Publié le 17/06/2022 à 00:26 par monde-antigone

 
La mort de Bruno Pereira et Dom Phillips confirmée, vague d'indignation dans le pays
correspondance à Sao Paulo de Martin Bernard
RFI - 17 jun 2022
https://www.rfi.fr/fr/am%C3%A9riques/20220617-br%C3%A9sil-la-mort-de-bruno-pereira-et-dom-phillips-confirm%C3%A9e-vague-d-indignation-dans-le-pays


Les dépouilles mortelles de Bruno Pereira et Dom Phillips, assassinés en Amazonie la semaine dernières, ont été acheminées par avion à Brasilia, la capitale brésilienne. Le double assassinat a soulevé une vague d’indignation au Brésil.

Après dix jours d'intenses recherches, la police fédérale a annoncé mercredi qu'un des deux suspects, le pêcheur Amarildo da Costa de Oliveira, avait reconnu avoir enterré les corps des deux hommes, disparus depuis le 5 juin lors d'une expédition dans la Vallée amazonienne du Javari. Sur les lieux, la police a découvert des « restes de corps humains » ayant « 99 % de probabilité » d'appartenir aux deux hommes. Enfermés dans deux cercueil de bois, ils sont arrivés jeudi soir à Brasilia pour l'identification définitive.

Extrait de données:

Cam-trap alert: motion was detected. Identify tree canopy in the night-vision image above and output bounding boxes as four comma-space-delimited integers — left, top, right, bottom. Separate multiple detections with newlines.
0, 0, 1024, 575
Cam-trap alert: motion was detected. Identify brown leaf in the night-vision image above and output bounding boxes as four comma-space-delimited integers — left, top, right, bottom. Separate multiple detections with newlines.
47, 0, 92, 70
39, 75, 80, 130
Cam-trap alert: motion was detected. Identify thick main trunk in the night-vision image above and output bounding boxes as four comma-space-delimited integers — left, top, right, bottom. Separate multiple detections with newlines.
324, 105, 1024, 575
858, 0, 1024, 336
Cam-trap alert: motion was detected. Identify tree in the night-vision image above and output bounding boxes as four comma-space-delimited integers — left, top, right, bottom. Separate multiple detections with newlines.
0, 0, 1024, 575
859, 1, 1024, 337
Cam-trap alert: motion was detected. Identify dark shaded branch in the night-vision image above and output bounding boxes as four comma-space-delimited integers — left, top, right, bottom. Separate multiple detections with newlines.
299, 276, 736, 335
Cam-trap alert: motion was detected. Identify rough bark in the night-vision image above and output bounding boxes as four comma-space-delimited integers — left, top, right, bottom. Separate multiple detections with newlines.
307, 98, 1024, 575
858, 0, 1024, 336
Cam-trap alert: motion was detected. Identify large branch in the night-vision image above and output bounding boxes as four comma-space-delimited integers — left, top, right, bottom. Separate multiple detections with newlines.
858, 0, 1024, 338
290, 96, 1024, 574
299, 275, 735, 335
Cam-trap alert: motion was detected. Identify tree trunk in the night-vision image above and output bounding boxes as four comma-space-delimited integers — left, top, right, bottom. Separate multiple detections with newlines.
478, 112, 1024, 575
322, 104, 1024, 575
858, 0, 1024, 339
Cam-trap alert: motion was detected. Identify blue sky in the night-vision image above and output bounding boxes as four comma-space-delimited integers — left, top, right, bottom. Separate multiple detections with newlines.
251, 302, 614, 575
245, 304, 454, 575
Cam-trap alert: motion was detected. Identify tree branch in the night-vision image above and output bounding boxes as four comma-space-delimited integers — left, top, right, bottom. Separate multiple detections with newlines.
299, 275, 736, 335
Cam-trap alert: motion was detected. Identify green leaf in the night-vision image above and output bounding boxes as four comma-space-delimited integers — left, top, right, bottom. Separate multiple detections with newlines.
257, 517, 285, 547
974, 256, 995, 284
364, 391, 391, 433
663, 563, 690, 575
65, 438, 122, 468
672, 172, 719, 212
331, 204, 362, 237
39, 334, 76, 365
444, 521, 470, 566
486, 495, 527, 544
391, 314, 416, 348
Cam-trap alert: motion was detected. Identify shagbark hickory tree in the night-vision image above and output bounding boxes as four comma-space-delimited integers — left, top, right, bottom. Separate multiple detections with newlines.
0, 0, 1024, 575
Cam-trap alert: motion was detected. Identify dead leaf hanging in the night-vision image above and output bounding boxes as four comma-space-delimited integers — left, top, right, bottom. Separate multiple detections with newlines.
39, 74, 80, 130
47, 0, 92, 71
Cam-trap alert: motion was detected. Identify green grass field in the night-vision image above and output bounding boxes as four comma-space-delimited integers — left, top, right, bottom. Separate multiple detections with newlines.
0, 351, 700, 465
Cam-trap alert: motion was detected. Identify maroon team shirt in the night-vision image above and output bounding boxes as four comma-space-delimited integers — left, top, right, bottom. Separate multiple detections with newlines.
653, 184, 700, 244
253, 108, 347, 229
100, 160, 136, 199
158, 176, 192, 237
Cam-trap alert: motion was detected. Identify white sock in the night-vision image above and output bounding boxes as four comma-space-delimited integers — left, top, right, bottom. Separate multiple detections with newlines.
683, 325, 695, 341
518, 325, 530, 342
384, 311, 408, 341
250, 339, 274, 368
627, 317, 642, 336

Série d'exercices:
a: Reproduisez mot pour mot le passage de l'article sur la mort de Bruno Pereira et Dom Phillips qui commence par les mots contenant « Après dix jours » et se termine par « pour l'identification définitive. ».
b: D'après l'article sur la mort de Bruno Pereira et Dom Phillips, comment s'appelle le pêcheur qui a reconnu avoir enterré les corps des deux hommes ?
c: Poursuivez l'article sur la mort de Bruno Pereira et Dom Phillips à partir de l'endroit où il s'arrête.
Vous n'avez pas besoin des entrées.

Réponses aux exercices:
a:
Après dix jours d'intenses recherches, la police fédérale a annoncé mercredi qu'un des deux suspects, le pêcheur Amarildo da Costa de Oliveira, avait reconnu avoir enterré les corps des deux hommes, disparus depuis le 5 juin lors d'une expédition dans la Vallée amazonienne du Javari. Sur les lieux, la police a découvert des « restes de corps humains » ayant « 99 % de probabilité » d'appartenir aux deux hommes. Enfermés dans deux cercueil de bois, ils sont arrivés jeudi soir à Brasilia pour l'identification définitive.

b: Amarildo da Costa de Oliveira.

c:
La police a communiqué tard jeudi sur les traces de sang retrouvées sur le bateau d'Amarildo da Costa de Oliveira lors de son arrestation la semaine dernière. Elles ne correspondent pas à l'ADN de Dom Phillips et des « examens complémentaires » sont nécessaires pour déterminer si c'est celui de Bruno Pereira. En outre, « aucun ADN humain n'a été détecté » dans les viscères trouvés flottant sur le fleuve. Cette découverte avait été annoncée par le président Jair Bolsonaro lors d'une interview radio qui avait conclu: « Tout porte à croire qu'on leur a fait du mal ». [L'examen odontologique des prélèvements analysés vendredi dans un laboratoire à Brasilia permet de dire de façon certaine que ces restes humains sont bien ceux de Dom Phillips et Bruno Pereira; ndc]

L'enquête se poursuit pour déterminer le mobile du crime, les circonstances de la mort apparemment « par arme à feu », le rôle exact joué par les deux suspects arrêtés, Amarildo da Costa et son frère Oseney, et leurs éventuels complices. Selon la presse brésilienne, trois autres suspects ont été identifiés, dont le commanditaire présumé des meurtres. La police fédérale n'a pas confirmé l'information mais n'a pas exclu d'autres arrestations.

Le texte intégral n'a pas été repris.